Short problem = Copy out every line of the data below word for word, and leave the pictures out of your answer.

══════

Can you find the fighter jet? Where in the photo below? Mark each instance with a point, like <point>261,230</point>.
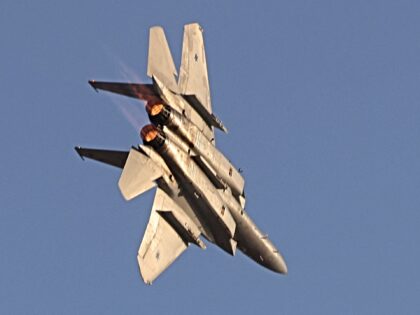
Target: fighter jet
<point>199,193</point>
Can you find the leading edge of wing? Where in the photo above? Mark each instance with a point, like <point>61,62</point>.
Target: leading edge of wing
<point>166,237</point>
<point>134,90</point>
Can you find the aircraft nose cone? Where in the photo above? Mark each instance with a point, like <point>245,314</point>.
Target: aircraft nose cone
<point>279,264</point>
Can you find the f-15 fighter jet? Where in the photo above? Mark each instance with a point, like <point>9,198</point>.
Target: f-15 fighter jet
<point>199,192</point>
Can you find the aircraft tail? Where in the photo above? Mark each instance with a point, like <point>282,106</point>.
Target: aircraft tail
<point>160,62</point>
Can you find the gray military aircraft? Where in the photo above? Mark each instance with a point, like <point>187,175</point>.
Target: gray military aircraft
<point>199,192</point>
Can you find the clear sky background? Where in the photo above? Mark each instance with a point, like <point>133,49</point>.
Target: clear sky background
<point>322,100</point>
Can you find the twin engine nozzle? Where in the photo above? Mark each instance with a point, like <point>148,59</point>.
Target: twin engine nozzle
<point>153,136</point>
<point>159,113</point>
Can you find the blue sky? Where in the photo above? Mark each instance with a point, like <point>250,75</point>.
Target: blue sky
<point>321,99</point>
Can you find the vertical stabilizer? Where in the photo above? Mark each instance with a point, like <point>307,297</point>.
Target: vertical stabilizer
<point>193,78</point>
<point>160,62</point>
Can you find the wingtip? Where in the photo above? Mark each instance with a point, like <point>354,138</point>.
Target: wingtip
<point>78,150</point>
<point>92,84</point>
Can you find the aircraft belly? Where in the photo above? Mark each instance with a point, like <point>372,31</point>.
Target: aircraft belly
<point>202,196</point>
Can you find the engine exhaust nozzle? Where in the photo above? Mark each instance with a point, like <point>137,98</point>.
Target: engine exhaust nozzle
<point>152,135</point>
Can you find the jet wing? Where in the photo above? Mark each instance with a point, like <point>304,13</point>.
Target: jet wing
<point>166,237</point>
<point>135,90</point>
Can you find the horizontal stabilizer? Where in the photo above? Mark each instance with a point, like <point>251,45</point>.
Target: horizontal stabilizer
<point>139,175</point>
<point>114,158</point>
<point>135,90</point>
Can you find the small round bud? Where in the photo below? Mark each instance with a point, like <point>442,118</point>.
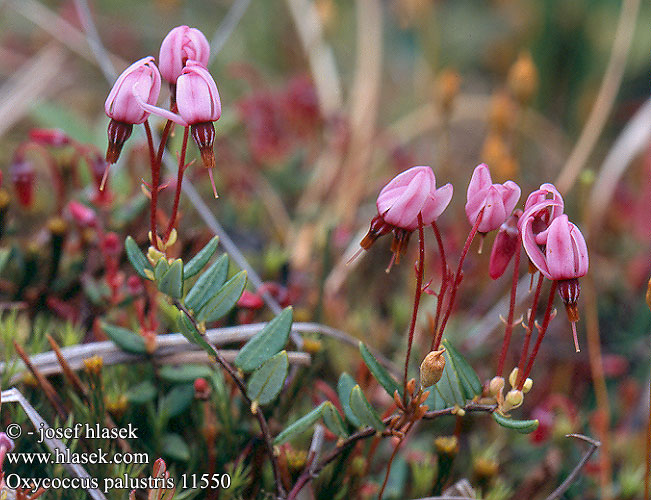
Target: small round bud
<point>513,377</point>
<point>513,399</point>
<point>431,369</point>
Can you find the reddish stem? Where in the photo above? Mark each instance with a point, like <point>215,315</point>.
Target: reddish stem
<point>179,181</point>
<point>529,328</point>
<point>444,283</point>
<point>509,322</point>
<point>418,293</point>
<point>541,334</point>
<point>458,277</point>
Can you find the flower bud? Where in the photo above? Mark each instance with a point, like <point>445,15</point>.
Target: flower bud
<point>431,369</point>
<point>513,399</point>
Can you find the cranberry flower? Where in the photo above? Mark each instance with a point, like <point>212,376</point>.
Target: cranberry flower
<point>411,193</point>
<point>182,44</point>
<point>497,200</point>
<point>139,82</point>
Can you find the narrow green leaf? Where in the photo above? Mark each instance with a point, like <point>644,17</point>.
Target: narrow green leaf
<point>344,388</point>
<point>208,284</point>
<point>332,419</point>
<point>522,426</point>
<point>267,381</point>
<point>299,426</point>
<point>224,300</point>
<point>449,387</point>
<point>171,283</point>
<point>363,409</point>
<point>190,332</point>
<point>467,375</point>
<point>177,400</point>
<point>135,256</point>
<point>125,339</point>
<point>175,447</point>
<point>142,393</point>
<point>381,374</point>
<point>184,374</point>
<point>162,266</point>
<point>201,259</point>
<point>264,344</point>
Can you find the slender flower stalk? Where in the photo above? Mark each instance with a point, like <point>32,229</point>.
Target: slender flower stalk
<point>458,276</point>
<point>417,295</point>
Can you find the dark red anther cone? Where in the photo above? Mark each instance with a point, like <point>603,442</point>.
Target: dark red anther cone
<point>118,133</point>
<point>23,175</point>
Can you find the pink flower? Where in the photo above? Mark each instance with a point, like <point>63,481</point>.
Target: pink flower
<point>566,253</point>
<point>504,246</point>
<point>140,81</point>
<point>411,193</point>
<point>497,200</point>
<point>179,46</point>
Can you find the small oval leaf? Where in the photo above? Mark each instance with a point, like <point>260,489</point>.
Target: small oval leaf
<point>136,258</point>
<point>344,388</point>
<point>264,344</point>
<point>381,374</point>
<point>201,259</point>
<point>267,381</point>
<point>208,284</point>
<point>522,426</point>
<point>171,283</point>
<point>184,374</point>
<point>332,419</point>
<point>125,339</point>
<point>299,426</point>
<point>363,409</point>
<point>467,376</point>
<point>224,300</point>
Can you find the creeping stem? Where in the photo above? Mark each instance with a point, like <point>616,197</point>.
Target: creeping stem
<point>417,294</point>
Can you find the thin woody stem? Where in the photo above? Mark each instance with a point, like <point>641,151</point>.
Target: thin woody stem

══════

Answer =
Can you find the fighter jet? Where in the photo below? Mark each instance with a point, like <point>261,230</point>.
Target: fighter jet
<point>199,193</point>
Can you find the leading edge of wing? Where in the photo above? Mark each instance with a point, like <point>61,62</point>.
Target: leading edge of wing
<point>166,237</point>
<point>134,90</point>
Can you find the aircraft nose cone? Where in the photo above? Mark each instance with a point, like <point>245,314</point>.
Target: aircraft nose cone
<point>279,264</point>
Can you find the f-15 fighter jet? Where in the photo above? Mark each instance with a point, like <point>9,198</point>.
Target: f-15 fighter jet
<point>199,192</point>
Can you find the aircraft tail? Where in the photo above? Mark each instance with a point, like <point>282,106</point>.
Target: aircraft tail
<point>160,62</point>
Can you find the gray military aircraft? Where in the photo above? Mark each instance with a point, like <point>187,175</point>.
Target: gray military aircraft
<point>199,192</point>
Can you find the clear sky background? Where in the photo above? Mark each instance with a point, like <point>133,49</point>.
Target: clear sky background
<point>322,100</point>
Can you find the twin engine nozzle? Where in the photo above? Mark each instance with a point, like <point>148,59</point>.
Target: twin engine nozzle
<point>153,136</point>
<point>159,113</point>
Can you find the blue sky? Where in the photo above? Mark each instance with a point, like <point>250,75</point>.
Target: blue sky
<point>321,99</point>
Can you find the vertical stabilizer? Where in the photo above? Mark each instance with a point, like <point>307,297</point>.
Target: vertical stabilizer
<point>193,78</point>
<point>160,62</point>
Can you find the wingtip? Where in the photo above? Mark each instance with a point, like <point>354,138</point>.
Target: wingtip
<point>78,150</point>
<point>92,84</point>
Can you find the aircraft belly? Where in the photo above? Mark each instance with a point, like <point>372,31</point>.
Target: aircraft belly
<point>202,196</point>
Can you find the engine exhaust nozzle? Where in the photo above? Mark each instance with a point, like <point>137,98</point>.
Target: engine exhaust nozzle
<point>152,135</point>
Can you find the jet wing? Where in the photo above? Mark each instance with a point, like <point>304,13</point>.
Target: jet wing
<point>166,237</point>
<point>135,90</point>
Can you find the horizontal stabilizer? Where in the photo above? Mark each instance with a point, like <point>251,45</point>.
Target: horizontal stabilizer
<point>139,175</point>
<point>114,158</point>
<point>135,90</point>
Can you find the small round bud? Where in the photo below? Mark each instance with a point, like <point>442,118</point>.
Target: small round bud
<point>513,377</point>
<point>513,399</point>
<point>431,369</point>
Can you find the reddish stem? Where in the photo above? Mark each instance with a point, like <point>215,315</point>.
Target: reddish stem
<point>179,181</point>
<point>529,328</point>
<point>444,283</point>
<point>509,322</point>
<point>418,293</point>
<point>541,334</point>
<point>458,277</point>
Can you find the flower bud? Where in the photo above? Mark each instance with a point, like <point>445,15</point>.
Target: flower bud
<point>431,369</point>
<point>513,399</point>
Can you find the cranberry flower? Where in the photo above? Mark each instance with a point, like <point>212,376</point>.
Target: cranberry flower
<point>411,193</point>
<point>182,44</point>
<point>497,200</point>
<point>139,82</point>
Can you find the narrow green leaf? Where in the photo above? Mark each instance with a point, like <point>644,17</point>.
Target: narrow green leaf
<point>344,388</point>
<point>208,284</point>
<point>332,419</point>
<point>522,426</point>
<point>267,381</point>
<point>299,426</point>
<point>224,300</point>
<point>449,387</point>
<point>171,283</point>
<point>363,409</point>
<point>190,332</point>
<point>467,375</point>
<point>177,400</point>
<point>135,256</point>
<point>125,339</point>
<point>175,447</point>
<point>142,393</point>
<point>381,374</point>
<point>184,374</point>
<point>162,266</point>
<point>201,259</point>
<point>264,344</point>
Can you find the slender flower stalk? Where in the photo above? Mark each instance with a point, like <point>32,229</point>.
Target: slender flower stalk
<point>458,276</point>
<point>417,295</point>
Can you find the dark red anther cone? Where in the photo above? Mark each instance with a point, like <point>603,442</point>.
Target: dark red anther cone
<point>118,133</point>
<point>23,175</point>
Can you find the pink flower? Where in the photo above? Mark each instance with a point, like <point>63,481</point>.
Target: pink flower
<point>566,253</point>
<point>504,246</point>
<point>140,81</point>
<point>411,193</point>
<point>497,200</point>
<point>179,46</point>
Can you find the small oval leaf? Where in the photo above? Mark each instance with a point, like <point>260,489</point>.
Target: small oval leaf
<point>136,258</point>
<point>344,388</point>
<point>264,344</point>
<point>381,374</point>
<point>201,259</point>
<point>267,381</point>
<point>208,284</point>
<point>522,426</point>
<point>171,283</point>
<point>184,374</point>
<point>332,419</point>
<point>125,339</point>
<point>299,426</point>
<point>363,409</point>
<point>467,376</point>
<point>224,300</point>
Can you find the creeping stem? Where in the photo above? Mark each instance with a point, like <point>616,197</point>.
Target: creeping stem
<point>417,294</point>
Can you find the thin woody stem? Where in the photo above? Mark each instance with a point, like <point>641,151</point>.
Target: thin woody stem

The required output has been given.